- _Exercise goal_:
Your answer should consist of the lines in the listing that hold "tail".

- _Task input_:
::::

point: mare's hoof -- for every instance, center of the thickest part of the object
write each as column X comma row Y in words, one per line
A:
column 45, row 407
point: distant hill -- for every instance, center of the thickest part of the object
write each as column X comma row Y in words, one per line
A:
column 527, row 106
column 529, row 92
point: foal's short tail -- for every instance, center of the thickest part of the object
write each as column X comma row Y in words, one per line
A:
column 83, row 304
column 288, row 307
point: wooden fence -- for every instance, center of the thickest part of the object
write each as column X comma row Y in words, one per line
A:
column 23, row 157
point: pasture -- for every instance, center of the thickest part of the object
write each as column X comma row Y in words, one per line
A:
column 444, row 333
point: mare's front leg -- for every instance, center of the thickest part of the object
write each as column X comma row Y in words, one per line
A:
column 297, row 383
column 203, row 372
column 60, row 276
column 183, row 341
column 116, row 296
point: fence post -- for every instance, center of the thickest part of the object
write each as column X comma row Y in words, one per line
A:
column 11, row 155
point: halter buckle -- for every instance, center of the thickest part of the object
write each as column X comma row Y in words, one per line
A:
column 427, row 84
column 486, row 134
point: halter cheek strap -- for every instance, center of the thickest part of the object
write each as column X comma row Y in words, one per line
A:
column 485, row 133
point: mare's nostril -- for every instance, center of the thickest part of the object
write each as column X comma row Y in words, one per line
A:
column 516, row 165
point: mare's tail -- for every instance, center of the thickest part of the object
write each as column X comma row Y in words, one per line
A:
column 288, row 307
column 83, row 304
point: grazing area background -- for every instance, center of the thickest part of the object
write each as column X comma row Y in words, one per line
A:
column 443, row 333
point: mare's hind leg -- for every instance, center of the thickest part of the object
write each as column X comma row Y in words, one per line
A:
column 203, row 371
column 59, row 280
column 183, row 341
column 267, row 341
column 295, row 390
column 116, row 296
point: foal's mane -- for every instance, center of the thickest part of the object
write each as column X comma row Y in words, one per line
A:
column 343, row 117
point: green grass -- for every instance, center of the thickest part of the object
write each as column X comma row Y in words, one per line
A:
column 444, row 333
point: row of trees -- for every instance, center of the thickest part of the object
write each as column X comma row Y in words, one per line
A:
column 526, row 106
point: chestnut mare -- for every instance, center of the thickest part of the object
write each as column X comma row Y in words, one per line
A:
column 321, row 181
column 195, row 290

::::

- _Response for this exercise_:
point: foal's short tail -- for every instance, center of the thickest part of the object
point: mare's tail -- for every instance, center of the thickest part of the object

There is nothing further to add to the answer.